··· DATASET CONTENT ···

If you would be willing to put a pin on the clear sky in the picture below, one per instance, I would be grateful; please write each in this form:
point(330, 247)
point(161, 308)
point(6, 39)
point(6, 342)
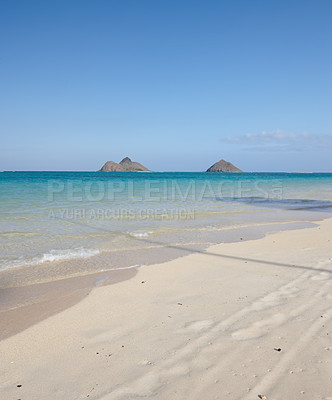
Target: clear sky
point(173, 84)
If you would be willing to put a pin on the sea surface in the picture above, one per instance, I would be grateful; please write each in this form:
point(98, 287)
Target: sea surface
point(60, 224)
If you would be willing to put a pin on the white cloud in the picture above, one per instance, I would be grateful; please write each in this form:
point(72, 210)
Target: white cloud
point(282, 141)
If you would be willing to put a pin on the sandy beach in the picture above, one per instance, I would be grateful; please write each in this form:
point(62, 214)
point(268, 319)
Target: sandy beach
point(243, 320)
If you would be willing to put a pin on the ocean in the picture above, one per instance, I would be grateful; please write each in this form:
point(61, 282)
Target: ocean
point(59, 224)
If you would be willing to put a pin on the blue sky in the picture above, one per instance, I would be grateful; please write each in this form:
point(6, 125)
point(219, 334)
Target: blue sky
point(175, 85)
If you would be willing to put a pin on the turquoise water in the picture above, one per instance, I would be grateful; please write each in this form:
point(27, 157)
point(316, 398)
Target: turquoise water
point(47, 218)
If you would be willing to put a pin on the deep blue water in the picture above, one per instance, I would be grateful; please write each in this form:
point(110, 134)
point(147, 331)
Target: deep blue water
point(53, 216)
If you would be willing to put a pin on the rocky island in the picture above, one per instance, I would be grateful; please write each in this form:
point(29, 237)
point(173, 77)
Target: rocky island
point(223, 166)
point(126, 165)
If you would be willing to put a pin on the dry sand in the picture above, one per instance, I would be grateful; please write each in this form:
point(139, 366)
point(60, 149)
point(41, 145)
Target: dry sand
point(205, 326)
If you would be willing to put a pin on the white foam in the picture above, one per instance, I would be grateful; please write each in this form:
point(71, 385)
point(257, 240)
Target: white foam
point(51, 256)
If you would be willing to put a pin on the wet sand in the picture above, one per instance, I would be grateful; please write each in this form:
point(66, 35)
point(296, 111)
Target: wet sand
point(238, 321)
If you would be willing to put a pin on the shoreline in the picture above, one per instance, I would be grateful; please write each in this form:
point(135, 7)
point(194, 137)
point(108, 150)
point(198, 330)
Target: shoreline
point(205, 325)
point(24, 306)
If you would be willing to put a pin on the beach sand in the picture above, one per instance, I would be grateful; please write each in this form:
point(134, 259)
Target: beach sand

···
··· DATASET CONTENT ···

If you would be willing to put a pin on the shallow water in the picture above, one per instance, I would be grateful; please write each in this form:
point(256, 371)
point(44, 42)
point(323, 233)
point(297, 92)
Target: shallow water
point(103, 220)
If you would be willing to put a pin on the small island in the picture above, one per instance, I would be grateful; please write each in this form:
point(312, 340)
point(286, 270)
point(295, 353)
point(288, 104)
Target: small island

···

_WHAT TO DO_:
Copy out the lines of the entries from the line containing "the white foam" through the line containing "point(51, 256)", including both of those lines.

_SOLUTION TO THE PROBLEM_:
If you would be willing to put a pin on the white foam in the picture above, one per instance, I would be grateful; please write each in this form:
point(71, 385)
point(257, 240)
Target: white foam
point(51, 256)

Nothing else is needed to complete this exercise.